:: Raw data ::
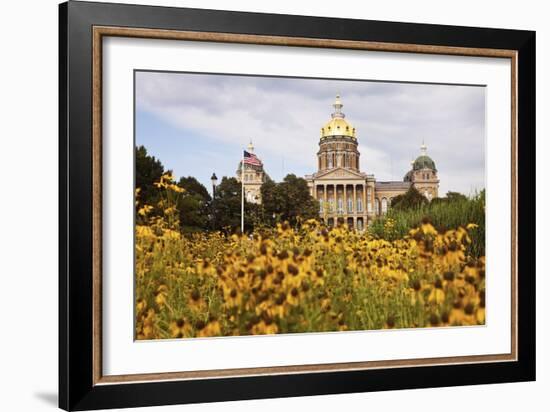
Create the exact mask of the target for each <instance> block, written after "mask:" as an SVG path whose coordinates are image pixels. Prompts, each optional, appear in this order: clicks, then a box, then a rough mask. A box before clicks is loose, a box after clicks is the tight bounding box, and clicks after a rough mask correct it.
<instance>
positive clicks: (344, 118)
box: [321, 94, 356, 139]
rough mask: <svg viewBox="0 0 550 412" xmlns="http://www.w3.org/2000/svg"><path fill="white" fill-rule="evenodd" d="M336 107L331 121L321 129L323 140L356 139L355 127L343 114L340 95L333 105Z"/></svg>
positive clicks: (334, 110)
mask: <svg viewBox="0 0 550 412" xmlns="http://www.w3.org/2000/svg"><path fill="white" fill-rule="evenodd" d="M332 106H333V107H334V113H332V115H331V117H332V118H331V119H330V120H329V121H328V122H327V123H326V124H325V125H324V126H323V127H322V128H321V139H324V138H327V137H334V136H345V137H351V138H352V139H355V138H356V137H355V127H353V126H352V125H351V124H350V123H349V122H348V121H347V120H345V117H346V115H345V114H344V113H342V107H343V106H344V105H343V104H342V101H341V100H340V95H339V94H337V95H336V100H335V101H334V104H333V105H332Z"/></svg>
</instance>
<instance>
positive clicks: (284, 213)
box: [261, 174, 319, 225]
mask: <svg viewBox="0 0 550 412" xmlns="http://www.w3.org/2000/svg"><path fill="white" fill-rule="evenodd" d="M261 190H262V205H263V209H264V216H265V220H266V223H271V224H273V223H274V222H277V221H288V222H289V223H290V224H291V225H296V224H297V223H298V222H299V221H304V220H307V219H313V218H318V217H319V203H318V202H317V200H315V199H314V198H313V197H312V196H311V195H310V193H309V188H308V186H307V181H306V180H305V179H302V178H300V177H297V176H296V175H293V174H289V175H287V176H286V177H285V178H284V180H283V181H282V182H281V183H274V182H273V181H269V180H268V181H267V182H265V183H264V184H263V185H262V189H261Z"/></svg>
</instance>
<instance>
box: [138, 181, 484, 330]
mask: <svg viewBox="0 0 550 412" xmlns="http://www.w3.org/2000/svg"><path fill="white" fill-rule="evenodd" d="M171 181H172V180H171V177H170V176H169V175H167V176H166V177H164V176H163V179H161V181H160V182H159V184H158V187H159V190H161V191H162V193H163V197H162V200H161V201H160V206H161V210H162V213H160V215H156V216H153V215H152V214H151V206H148V205H139V204H138V210H139V211H138V221H137V224H136V233H135V235H136V258H135V259H136V261H135V265H136V268H135V269H136V283H135V284H136V287H135V299H136V302H135V304H136V311H135V313H136V324H135V325H136V338H137V339H165V338H188V337H209V336H229V335H259V334H275V333H299V332H325V331H345V330H369V329H382V328H417V327H435V326H455V325H456V326H459V325H478V324H484V323H485V258H484V256H480V257H477V258H472V257H470V256H468V255H467V254H466V251H467V250H468V246H469V244H470V243H471V237H472V236H473V234H474V233H475V231H476V230H477V225H475V224H469V225H466V226H465V227H463V226H460V227H457V228H454V229H448V230H441V231H437V230H436V229H435V228H434V227H433V226H432V224H431V223H430V222H429V221H428V220H424V221H423V222H422V224H420V225H419V227H417V228H415V229H412V230H410V231H409V232H408V233H407V234H406V235H404V236H402V237H400V238H397V239H395V240H385V239H382V238H380V237H378V236H374V235H373V234H371V233H369V232H368V231H366V232H363V233H360V232H356V231H350V230H348V229H346V228H345V227H338V228H331V229H329V228H325V227H324V226H322V225H321V224H320V223H319V222H317V221H315V220H308V221H306V222H304V223H303V224H302V225H301V226H300V227H298V228H293V227H290V226H289V225H288V224H284V223H283V224H279V225H278V226H277V227H276V228H262V229H258V230H256V231H255V232H254V233H251V234H245V235H236V234H234V235H225V234H222V233H221V232H203V233H196V234H189V235H183V234H182V233H181V232H180V231H179V230H178V224H179V222H178V219H177V217H176V216H177V214H176V213H175V210H174V208H173V204H174V199H175V198H176V197H177V196H179V195H181V189H179V188H177V187H176V186H174V185H173V184H172V183H171ZM392 224H393V223H392V220H391V219H387V220H386V222H385V225H386V226H387V230H392V227H391V225H392Z"/></svg>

:: Problem description ::
Restate word for word the lines of the data above, starting at the line containing "box: [321, 94, 356, 139]" and ending at the line containing "rough mask: <svg", both included, and nothing more.

:: Problem solution ::
box: [321, 94, 356, 139]
rough mask: <svg viewBox="0 0 550 412" xmlns="http://www.w3.org/2000/svg"><path fill="white" fill-rule="evenodd" d="M336 107L331 121L321 129L323 140L356 139L355 127L343 114L340 95L333 105Z"/></svg>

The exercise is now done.